### WORK ORDER
Return all the data, word for word.

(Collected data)
┌────────

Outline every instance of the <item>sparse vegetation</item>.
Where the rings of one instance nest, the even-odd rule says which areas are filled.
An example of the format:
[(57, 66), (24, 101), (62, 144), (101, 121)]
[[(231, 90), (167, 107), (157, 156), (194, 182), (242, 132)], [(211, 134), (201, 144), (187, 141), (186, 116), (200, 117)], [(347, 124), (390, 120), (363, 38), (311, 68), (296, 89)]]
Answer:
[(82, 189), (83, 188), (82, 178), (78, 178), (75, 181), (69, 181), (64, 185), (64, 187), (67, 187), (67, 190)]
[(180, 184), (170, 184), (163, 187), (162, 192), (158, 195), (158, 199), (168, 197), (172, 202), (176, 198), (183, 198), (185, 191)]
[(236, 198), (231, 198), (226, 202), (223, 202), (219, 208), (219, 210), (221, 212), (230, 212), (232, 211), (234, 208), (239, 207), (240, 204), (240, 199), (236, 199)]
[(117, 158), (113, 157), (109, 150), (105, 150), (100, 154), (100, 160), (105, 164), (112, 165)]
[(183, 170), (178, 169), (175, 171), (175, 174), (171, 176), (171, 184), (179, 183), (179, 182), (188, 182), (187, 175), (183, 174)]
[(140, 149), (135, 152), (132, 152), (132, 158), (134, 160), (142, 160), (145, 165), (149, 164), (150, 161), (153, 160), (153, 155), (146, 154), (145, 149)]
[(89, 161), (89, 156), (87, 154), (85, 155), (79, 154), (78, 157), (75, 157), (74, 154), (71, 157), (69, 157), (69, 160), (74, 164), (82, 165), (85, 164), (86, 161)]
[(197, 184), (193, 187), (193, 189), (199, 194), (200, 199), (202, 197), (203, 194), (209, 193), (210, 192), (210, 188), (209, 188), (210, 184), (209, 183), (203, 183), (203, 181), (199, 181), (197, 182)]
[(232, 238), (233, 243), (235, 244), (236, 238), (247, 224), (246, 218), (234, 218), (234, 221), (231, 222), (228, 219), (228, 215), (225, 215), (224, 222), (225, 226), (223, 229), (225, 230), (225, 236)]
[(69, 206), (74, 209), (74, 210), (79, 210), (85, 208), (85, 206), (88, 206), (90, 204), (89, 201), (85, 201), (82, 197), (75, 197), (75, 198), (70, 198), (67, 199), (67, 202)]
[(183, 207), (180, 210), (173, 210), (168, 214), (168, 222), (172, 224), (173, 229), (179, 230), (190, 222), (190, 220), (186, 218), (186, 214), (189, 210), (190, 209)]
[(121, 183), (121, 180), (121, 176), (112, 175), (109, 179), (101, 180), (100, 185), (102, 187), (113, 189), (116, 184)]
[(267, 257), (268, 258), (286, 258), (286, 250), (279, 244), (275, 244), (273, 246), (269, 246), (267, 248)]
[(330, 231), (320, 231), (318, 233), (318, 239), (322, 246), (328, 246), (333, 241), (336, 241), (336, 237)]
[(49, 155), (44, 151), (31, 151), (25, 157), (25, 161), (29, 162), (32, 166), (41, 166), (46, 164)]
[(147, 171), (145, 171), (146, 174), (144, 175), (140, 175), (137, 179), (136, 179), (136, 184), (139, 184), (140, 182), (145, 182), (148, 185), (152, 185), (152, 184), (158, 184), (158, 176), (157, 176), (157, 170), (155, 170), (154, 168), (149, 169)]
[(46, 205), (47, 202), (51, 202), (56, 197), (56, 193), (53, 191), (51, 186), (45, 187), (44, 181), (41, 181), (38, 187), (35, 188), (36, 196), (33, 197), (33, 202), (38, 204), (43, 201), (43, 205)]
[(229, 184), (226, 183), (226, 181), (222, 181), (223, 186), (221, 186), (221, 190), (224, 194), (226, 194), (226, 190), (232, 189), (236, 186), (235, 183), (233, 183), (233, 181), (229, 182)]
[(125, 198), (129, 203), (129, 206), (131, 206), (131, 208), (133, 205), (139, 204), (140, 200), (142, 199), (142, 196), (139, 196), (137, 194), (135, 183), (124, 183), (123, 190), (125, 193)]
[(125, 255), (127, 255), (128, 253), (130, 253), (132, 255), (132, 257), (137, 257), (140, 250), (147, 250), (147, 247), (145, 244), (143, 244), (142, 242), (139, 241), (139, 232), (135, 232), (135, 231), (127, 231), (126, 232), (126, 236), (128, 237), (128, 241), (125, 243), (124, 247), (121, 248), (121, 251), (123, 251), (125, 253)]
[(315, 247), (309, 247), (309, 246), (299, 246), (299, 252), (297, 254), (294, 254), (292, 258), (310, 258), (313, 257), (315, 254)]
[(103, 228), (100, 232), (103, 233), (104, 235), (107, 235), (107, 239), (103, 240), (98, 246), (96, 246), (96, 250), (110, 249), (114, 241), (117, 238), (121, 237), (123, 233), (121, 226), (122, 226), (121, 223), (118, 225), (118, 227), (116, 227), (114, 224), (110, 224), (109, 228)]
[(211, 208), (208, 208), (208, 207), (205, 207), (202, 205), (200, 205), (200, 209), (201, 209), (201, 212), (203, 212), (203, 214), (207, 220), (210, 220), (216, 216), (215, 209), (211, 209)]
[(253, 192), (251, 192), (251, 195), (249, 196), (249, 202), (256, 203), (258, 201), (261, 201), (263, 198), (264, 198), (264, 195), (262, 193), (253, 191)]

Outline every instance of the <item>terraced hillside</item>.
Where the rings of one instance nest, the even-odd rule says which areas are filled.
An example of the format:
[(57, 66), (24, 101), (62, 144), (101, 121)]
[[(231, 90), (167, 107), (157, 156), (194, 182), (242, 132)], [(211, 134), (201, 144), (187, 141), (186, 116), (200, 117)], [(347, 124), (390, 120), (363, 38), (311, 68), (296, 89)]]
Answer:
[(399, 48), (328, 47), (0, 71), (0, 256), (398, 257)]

└────────

### RESULT FOR THIS TASK
Outline every instance of the <item>sparse vegetation</item>.
Where the rings of one instance nest, the even-odd rule says which areas are filled.
An example of the format:
[(57, 66), (24, 101), (62, 144), (101, 121)]
[[(231, 90), (167, 107), (157, 156), (194, 182), (242, 132)], [(211, 134), (201, 144), (187, 141), (186, 116), (200, 117)], [(347, 124), (390, 120), (363, 38), (311, 68), (296, 89)]]
Answer:
[(82, 189), (83, 188), (82, 178), (78, 178), (75, 181), (69, 181), (64, 185), (64, 187), (67, 187), (67, 190)]
[(180, 184), (170, 184), (163, 187), (162, 192), (158, 195), (158, 199), (168, 197), (172, 202), (176, 198), (183, 198), (185, 191)]
[(236, 198), (231, 198), (226, 202), (223, 202), (219, 208), (219, 210), (221, 212), (230, 212), (232, 211), (234, 208), (239, 207), (240, 204), (240, 199), (236, 199)]
[(117, 158), (113, 157), (109, 150), (105, 150), (100, 154), (100, 160), (105, 164), (112, 165)]
[(183, 170), (178, 169), (175, 171), (175, 174), (171, 176), (171, 184), (179, 183), (179, 182), (188, 182), (187, 175), (183, 174)]
[(140, 149), (135, 152), (132, 152), (132, 158), (134, 160), (142, 160), (145, 165), (149, 164), (150, 161), (153, 160), (153, 155), (146, 154), (145, 149)]
[(89, 161), (89, 156), (87, 154), (85, 155), (79, 154), (78, 157), (75, 157), (74, 154), (71, 157), (69, 157), (69, 160), (74, 164), (82, 165), (85, 164), (86, 161)]
[(197, 184), (193, 187), (193, 189), (199, 194), (200, 199), (202, 197), (203, 194), (209, 193), (210, 192), (210, 188), (209, 188), (210, 184), (209, 183), (203, 183), (203, 181), (199, 181), (197, 182)]
[(232, 238), (233, 243), (235, 244), (236, 238), (247, 224), (246, 218), (234, 218), (234, 221), (231, 222), (228, 219), (228, 215), (225, 215), (224, 222), (225, 226), (223, 229), (225, 230), (225, 236)]
[(69, 206), (74, 209), (74, 210), (79, 210), (85, 208), (85, 206), (88, 206), (90, 204), (89, 201), (85, 201), (82, 197), (75, 197), (75, 198), (70, 198), (67, 199), (67, 202)]
[(183, 207), (180, 210), (173, 210), (168, 214), (168, 222), (172, 224), (173, 229), (179, 230), (190, 222), (190, 220), (186, 218), (186, 214), (189, 210), (190, 209)]
[(121, 183), (121, 180), (121, 176), (112, 175), (109, 179), (101, 180), (100, 185), (102, 187), (113, 189), (116, 184)]
[(267, 257), (268, 258), (286, 258), (286, 250), (279, 244), (275, 244), (273, 246), (269, 246), (267, 248)]
[(330, 231), (320, 231), (318, 233), (318, 239), (322, 246), (328, 246), (333, 241), (336, 241), (336, 237)]
[(49, 155), (44, 151), (31, 151), (25, 157), (25, 161), (29, 162), (32, 166), (41, 166), (46, 164)]
[(147, 171), (145, 171), (146, 174), (144, 175), (140, 175), (137, 179), (136, 179), (136, 184), (139, 184), (140, 182), (145, 182), (148, 185), (152, 185), (152, 184), (158, 184), (158, 176), (157, 176), (157, 170), (155, 170), (154, 168), (149, 169)]
[(46, 205), (47, 202), (51, 202), (56, 197), (56, 193), (53, 191), (51, 186), (45, 187), (44, 181), (41, 181), (38, 187), (35, 188), (36, 196), (33, 197), (33, 202), (38, 204), (43, 201), (43, 205)]
[(229, 184), (226, 183), (226, 181), (222, 181), (223, 186), (221, 186), (221, 190), (224, 194), (226, 194), (226, 190), (232, 189), (236, 186), (235, 183), (233, 183), (233, 181), (229, 182)]
[(125, 198), (129, 203), (129, 206), (131, 206), (131, 208), (133, 205), (139, 204), (140, 200), (142, 199), (142, 196), (139, 196), (137, 194), (135, 183), (124, 183), (123, 190), (125, 193)]
[(125, 255), (127, 255), (128, 253), (130, 253), (132, 255), (132, 257), (137, 257), (140, 250), (147, 250), (147, 247), (145, 244), (143, 244), (142, 242), (139, 241), (139, 232), (135, 232), (135, 231), (127, 231), (126, 232), (126, 236), (128, 237), (128, 241), (125, 243), (124, 247), (121, 248), (121, 251), (123, 251), (125, 253)]
[(315, 247), (309, 247), (309, 246), (299, 246), (299, 252), (297, 254), (294, 254), (292, 258), (310, 258), (313, 257), (315, 254)]
[(103, 228), (100, 232), (103, 233), (104, 235), (107, 235), (107, 239), (103, 240), (98, 246), (96, 246), (96, 250), (110, 249), (114, 241), (117, 238), (121, 237), (123, 233), (121, 226), (122, 226), (121, 223), (118, 225), (118, 227), (116, 227), (114, 224), (110, 224), (109, 228)]
[(211, 208), (208, 208), (208, 207), (205, 207), (202, 205), (200, 205), (200, 209), (201, 209), (201, 212), (203, 212), (203, 214), (207, 220), (210, 220), (216, 216), (215, 209), (211, 209)]
[(253, 192), (251, 192), (251, 195), (249, 196), (249, 202), (256, 203), (258, 201), (261, 201), (263, 198), (264, 198), (264, 195), (262, 193), (253, 191)]

Outline every instance of the <item>terraced hillside</item>.
Where the rings of one instance nest, the even-odd rule says which areas are filled.
An example of the format:
[(57, 66), (24, 101), (62, 144), (101, 121)]
[[(231, 90), (167, 107), (157, 156), (194, 182), (242, 132)], [(211, 134), (201, 144), (187, 141), (186, 116), (200, 117)], [(347, 124), (390, 120), (363, 38), (311, 68), (296, 89)]]
Answer:
[(399, 48), (328, 47), (0, 71), (0, 256), (398, 257)]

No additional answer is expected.